### Passage provided
(begin)

PHC orders Nadra to unblock identity card of transgender person.

PESHAWAR -- The Peshawar High Court has ordered the National Database and Registration Authority (Nadra) to unblock Computerised National Identity Card (CNIC) of a transgender person.

The court observed that a transgender had the right to freedom of expression and opinion regardless of his sexual orientation or gender identity.

A bench consisting of PHC Chief Justice Musarrat Hilali and Justice Shakeel Ahmad accepted a petition filed by a transgender person Shah Fahad alias Katrina against blocking of his CNIC on the orders of an additional district and sessions judge issued on March 4, 2019 and April 19, 2019.

The petitioner was fraudulently mentioned as surety for accused persons in two criminal cases when they were released on bail. When the accused started absconding, the court had issued non-bailable arrest warrants of the petitioner with the direction to Nadra to block his CNIC.

Rules people have rights regardless of their sexual orientation

Advocate Umair Iqbal appeared for the petitioner and said that traumatic experiences were faced by members of the transgender community. He argued that every member of that community including the petitioner had legal rights to be treated in accordance with law in terms of Article 4 of the Constitution and to espouse and determine their identity.

He said that since transgender persons were neither treated as male or female, nor given the status of third gender, they were being deprived of many rights and privileges, which other persons were enjoying as citizens of the country.

(end)

### Task A
Please print the part of the court ruling article from "PESHAWAR -- The" up to and including "a transgender person.".
The records have no connection to the article above.

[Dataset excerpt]
(begin)

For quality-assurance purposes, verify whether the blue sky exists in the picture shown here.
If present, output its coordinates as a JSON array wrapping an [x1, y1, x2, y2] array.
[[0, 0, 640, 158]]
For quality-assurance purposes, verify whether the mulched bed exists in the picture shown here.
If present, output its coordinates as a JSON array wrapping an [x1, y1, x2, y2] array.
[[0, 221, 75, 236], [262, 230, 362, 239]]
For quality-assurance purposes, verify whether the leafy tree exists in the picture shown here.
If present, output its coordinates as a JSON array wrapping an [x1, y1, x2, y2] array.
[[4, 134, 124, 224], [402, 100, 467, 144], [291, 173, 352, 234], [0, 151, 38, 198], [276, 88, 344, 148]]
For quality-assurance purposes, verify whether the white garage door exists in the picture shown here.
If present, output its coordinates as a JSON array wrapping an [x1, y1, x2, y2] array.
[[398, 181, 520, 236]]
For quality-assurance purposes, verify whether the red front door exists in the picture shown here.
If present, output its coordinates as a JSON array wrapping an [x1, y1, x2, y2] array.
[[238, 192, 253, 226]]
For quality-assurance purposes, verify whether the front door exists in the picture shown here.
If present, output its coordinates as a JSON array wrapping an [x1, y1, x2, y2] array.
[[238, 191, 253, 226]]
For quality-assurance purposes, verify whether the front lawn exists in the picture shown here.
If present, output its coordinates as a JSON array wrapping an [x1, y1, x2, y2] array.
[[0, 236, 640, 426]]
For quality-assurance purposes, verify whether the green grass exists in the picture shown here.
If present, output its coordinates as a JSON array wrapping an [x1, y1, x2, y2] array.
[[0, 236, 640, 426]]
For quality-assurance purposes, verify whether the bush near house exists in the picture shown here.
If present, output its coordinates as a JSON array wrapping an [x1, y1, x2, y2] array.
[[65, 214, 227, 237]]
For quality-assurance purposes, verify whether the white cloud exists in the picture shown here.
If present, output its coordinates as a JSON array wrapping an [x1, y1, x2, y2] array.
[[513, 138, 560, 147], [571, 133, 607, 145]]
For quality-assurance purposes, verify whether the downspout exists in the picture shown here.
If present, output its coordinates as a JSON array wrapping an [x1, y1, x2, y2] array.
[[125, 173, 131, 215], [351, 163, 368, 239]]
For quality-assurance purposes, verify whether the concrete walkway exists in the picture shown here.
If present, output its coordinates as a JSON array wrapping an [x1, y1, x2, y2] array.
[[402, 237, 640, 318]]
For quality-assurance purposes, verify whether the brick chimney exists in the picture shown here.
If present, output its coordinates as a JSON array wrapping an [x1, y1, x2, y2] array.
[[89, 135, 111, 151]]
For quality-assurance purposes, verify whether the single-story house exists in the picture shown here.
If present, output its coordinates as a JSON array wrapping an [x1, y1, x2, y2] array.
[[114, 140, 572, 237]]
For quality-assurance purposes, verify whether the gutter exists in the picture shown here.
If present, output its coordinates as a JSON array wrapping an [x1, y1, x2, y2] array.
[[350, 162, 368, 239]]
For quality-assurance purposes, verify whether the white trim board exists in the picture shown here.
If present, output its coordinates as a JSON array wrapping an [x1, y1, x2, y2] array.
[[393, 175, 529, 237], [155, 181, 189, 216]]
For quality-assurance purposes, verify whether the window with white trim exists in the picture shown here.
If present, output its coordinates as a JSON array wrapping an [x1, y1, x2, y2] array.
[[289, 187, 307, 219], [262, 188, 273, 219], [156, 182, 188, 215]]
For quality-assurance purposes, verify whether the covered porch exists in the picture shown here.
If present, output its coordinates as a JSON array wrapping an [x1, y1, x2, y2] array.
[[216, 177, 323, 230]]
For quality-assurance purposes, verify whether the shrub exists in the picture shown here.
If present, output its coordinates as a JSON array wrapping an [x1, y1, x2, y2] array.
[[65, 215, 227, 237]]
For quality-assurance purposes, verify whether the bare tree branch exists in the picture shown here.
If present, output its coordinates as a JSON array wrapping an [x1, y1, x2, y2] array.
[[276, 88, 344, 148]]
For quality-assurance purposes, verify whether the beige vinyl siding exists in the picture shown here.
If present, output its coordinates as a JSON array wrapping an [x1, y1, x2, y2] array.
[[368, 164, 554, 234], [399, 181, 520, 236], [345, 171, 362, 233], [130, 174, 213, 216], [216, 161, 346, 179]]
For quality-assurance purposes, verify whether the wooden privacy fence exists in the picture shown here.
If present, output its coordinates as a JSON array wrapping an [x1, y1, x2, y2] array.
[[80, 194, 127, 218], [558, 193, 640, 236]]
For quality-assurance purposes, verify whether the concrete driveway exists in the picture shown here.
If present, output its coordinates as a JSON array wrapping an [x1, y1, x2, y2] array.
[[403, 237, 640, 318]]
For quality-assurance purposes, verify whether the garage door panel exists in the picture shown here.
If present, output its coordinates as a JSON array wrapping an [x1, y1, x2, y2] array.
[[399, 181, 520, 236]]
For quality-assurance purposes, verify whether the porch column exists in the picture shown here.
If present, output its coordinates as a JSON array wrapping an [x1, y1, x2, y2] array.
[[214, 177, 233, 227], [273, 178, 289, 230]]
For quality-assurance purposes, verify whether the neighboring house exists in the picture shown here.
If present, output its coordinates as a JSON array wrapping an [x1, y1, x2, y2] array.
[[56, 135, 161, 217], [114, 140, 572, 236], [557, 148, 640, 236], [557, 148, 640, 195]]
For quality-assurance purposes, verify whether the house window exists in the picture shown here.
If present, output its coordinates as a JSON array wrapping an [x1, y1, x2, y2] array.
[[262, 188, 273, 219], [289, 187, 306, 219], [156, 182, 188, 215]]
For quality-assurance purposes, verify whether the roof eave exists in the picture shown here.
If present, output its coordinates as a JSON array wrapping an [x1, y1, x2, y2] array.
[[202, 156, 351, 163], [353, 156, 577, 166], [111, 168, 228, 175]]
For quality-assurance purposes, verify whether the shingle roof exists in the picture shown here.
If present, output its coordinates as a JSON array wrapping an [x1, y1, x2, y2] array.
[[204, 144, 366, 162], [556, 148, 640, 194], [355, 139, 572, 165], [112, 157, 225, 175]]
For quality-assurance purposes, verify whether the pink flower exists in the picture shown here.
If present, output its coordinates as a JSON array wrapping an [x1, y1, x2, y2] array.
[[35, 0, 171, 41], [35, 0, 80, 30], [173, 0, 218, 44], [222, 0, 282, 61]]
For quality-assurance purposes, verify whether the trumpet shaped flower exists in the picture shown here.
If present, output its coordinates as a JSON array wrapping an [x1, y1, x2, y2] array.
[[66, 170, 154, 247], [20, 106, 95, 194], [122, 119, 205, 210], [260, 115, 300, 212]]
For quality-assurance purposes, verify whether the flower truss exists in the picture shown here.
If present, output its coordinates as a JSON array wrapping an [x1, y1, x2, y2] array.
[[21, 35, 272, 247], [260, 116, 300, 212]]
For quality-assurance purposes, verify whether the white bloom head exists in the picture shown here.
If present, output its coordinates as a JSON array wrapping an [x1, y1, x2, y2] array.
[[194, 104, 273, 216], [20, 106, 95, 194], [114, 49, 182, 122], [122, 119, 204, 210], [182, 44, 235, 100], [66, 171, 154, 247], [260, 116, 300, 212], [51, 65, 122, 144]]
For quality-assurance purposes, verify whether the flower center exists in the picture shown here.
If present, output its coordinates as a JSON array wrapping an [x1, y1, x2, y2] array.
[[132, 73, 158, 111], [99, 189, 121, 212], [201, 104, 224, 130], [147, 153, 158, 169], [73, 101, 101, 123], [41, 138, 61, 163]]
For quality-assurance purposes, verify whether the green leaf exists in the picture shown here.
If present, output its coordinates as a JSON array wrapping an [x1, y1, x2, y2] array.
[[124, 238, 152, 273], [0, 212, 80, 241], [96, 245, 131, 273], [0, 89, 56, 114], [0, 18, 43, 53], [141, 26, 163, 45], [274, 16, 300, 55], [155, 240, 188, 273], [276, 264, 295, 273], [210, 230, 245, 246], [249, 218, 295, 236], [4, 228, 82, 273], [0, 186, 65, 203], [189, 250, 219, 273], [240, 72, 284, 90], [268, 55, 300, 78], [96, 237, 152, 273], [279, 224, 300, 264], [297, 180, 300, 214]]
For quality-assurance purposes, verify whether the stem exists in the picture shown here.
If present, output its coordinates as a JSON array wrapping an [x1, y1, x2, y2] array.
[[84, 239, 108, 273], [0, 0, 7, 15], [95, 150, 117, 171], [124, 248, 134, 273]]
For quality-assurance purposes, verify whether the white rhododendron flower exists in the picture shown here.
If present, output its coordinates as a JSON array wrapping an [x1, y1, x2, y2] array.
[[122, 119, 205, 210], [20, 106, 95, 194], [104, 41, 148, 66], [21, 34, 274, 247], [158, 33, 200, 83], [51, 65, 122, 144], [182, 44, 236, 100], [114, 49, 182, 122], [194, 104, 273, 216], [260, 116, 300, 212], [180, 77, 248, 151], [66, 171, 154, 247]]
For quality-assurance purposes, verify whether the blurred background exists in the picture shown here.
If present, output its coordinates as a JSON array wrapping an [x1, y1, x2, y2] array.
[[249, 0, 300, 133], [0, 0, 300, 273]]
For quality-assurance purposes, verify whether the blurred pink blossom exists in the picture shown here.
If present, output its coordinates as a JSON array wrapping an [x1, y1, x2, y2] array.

(end)

### Task B
In the records, substitute "paved driveway" for "concrete driveway" in the lines from the line with "For quality-assurance purposes, verify whether the beige" up to and including the line with "[[214, 177, 233, 227], [273, 178, 289, 230]]". Give back only those lines, with nothing else changed.

### Correct response A
PESHAWAR -- The Peshawar High Court has ordered the National Database and Registration Authority (Nadra) to unblock Computerised National Identity Card (CNIC) of a transgender person.

### Correct response B
For quality-assurance purposes, verify whether the beige vinyl siding exists in the picture shown here.
If present, output its coordinates as a JSON array wrapping an [x1, y1, x2, y2] array.
[[368, 164, 554, 234], [399, 181, 520, 236], [345, 171, 362, 233], [130, 174, 213, 216], [216, 161, 346, 179]]
For quality-assurance purposes, verify whether the wooden privacy fence exists in the picture shown here.
If present, output its coordinates as a JSON array wrapping an [x1, y1, x2, y2] array.
[[80, 194, 127, 218], [558, 193, 640, 236]]
For quality-assurance purposes, verify whether the paved driveway exists in the picture shown here.
If present, output its coordinates as a JSON array wrapping an [x1, y1, x2, y2] array.
[[403, 237, 640, 318]]
For quality-assurance purposes, verify whether the garage door panel exists in the picture shown here.
If present, output its coordinates as a JSON array wrapping an [x1, y1, x2, y2] array.
[[399, 181, 520, 236]]
For quality-assurance purposes, verify whether the porch column exists in the picture shown here.
If present, output its coordinates as a JSON array wrapping an [x1, y1, x2, y2] array.
[[214, 177, 233, 227], [273, 178, 289, 230]]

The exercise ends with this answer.